[Travail à faire]
(1) Recopiez tout le passage de l'article sur Loco Locass, depuis "Loco Locass : Attache" jusqu'à "tête des Québécois.".
(2) D'après l'article sur Loco Locass, pendant combien d'années le groupe est-il resté sans lancer d'album ?

Loco Locass : Attache ta tuque!
Panne d’inspiration, carré rouge, Beastie Boys, Québecor, Power Corporation et ceinture fléchée… Loco Locass est de retour et joue cartes sur table.
Très peu d’artistes peuvent se permettre de passer huit ans sans lancer le moindre album. En cette ère de zapping culturel, une telle disette devrait être fatale. Pour Loco Locass, l’effet fut inverse. Non seulement le trio rap québécois s’est-il maintenu parmi les importantes têtes d’affiche de nombreux festivals, mais les succès populaires et ponctuels des pièces Le but (inspirée du Canadien de Montréal), Hymne à Québec (composée pour la série Québec-Montréal) et M’accrocher? (utilisée dans le film Tout est parfait d’Yves Christian Fournier) ont permis au groupe de rester bien vivant dans la tête des Québécois.
Soulagés d’avoir enfin sous le bras leur nouvel album, Biz, Chafiik et Batlam savent qu’ils doivent maintenant faire face à la musique. "Nous considérons les Loco Locass pris au centre d’une guerre entre deux empires médiatiques", se mouille Biz d’emblée. "On dirait que si tu t’associes avec l’un pour monter des projets, forcément, t’es contre l’autre. En tant qu’artistes, nous revendiquons une position libre et en dehors du feu croisé impérial."

[Données brutes]
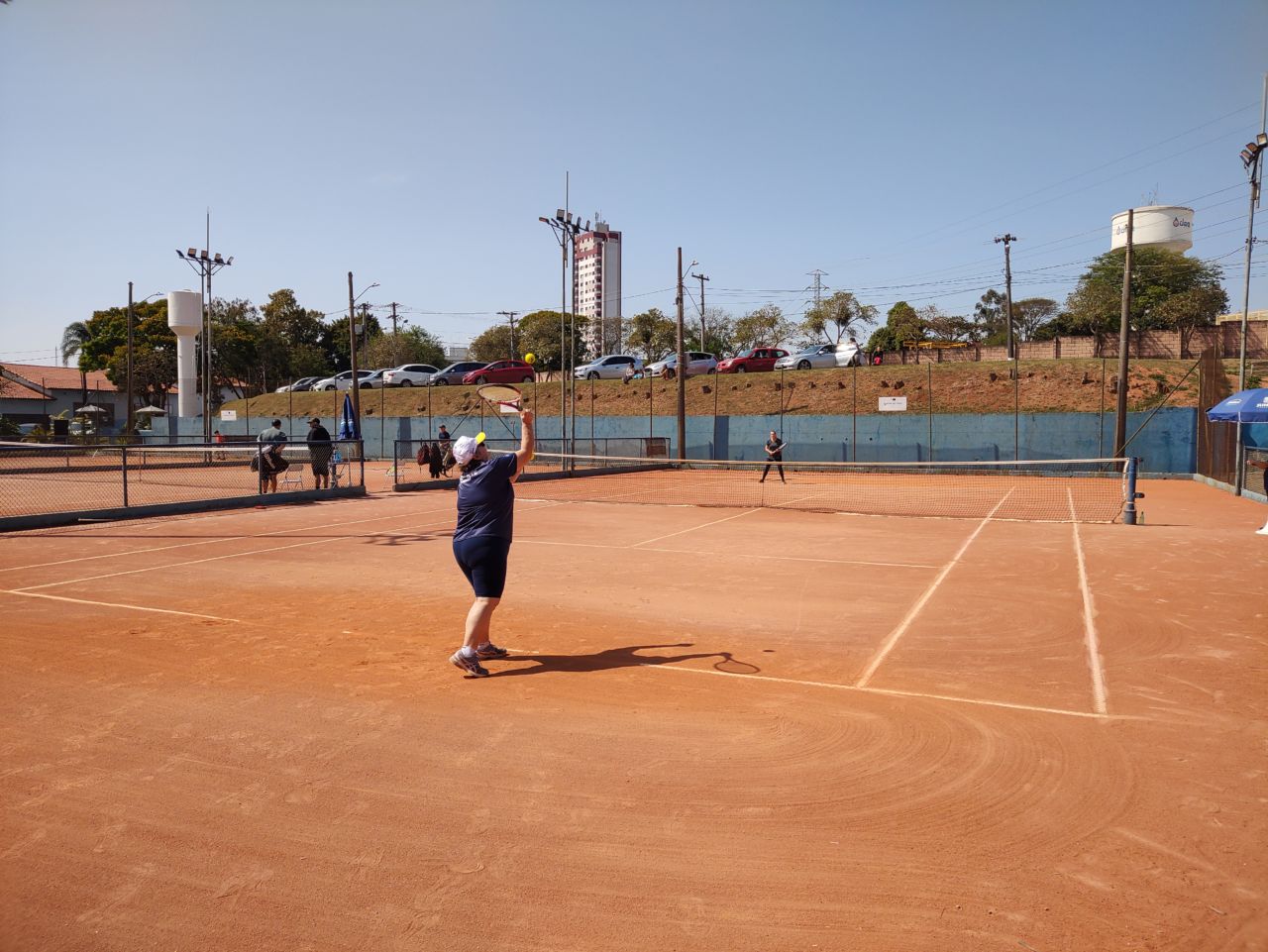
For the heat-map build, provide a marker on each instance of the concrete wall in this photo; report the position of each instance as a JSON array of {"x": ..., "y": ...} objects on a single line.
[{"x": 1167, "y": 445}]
---
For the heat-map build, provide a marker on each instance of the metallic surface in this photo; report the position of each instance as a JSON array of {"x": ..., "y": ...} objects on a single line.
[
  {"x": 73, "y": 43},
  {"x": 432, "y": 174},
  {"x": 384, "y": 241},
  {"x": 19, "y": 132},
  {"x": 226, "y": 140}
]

[Liste des réponses]
(1)
Loco Locass : Attache ta tuque!
Panne d’inspiration, carré rouge, Beastie Boys, Québecor, Power Corporation et ceinture fléchée… Loco Locass est de retour et joue cartes sur table.
Très peu d’artistes peuvent se permettre de passer huit ans sans lancer le moindre album. En cette ère de zapping culturel, une telle disette devrait être fatale. Pour Loco Locass, l’effet fut inverse. Non seulement le trio rap québécois s’est-il maintenu parmi les importantes têtes d’affiche de nombreux festivals, mais les succès populaires et ponctuels des pièces Le but (inspirée du Canadien de Montréal), Hymne à Québec (composée pour la série Québec-Montréal) et M’accrocher? (utilisée dans le film Tout est parfait d’Yves Christian Fournier) ont permis au groupe de rester bien vivant dans la tête des Québécois.

(2) Huit ans.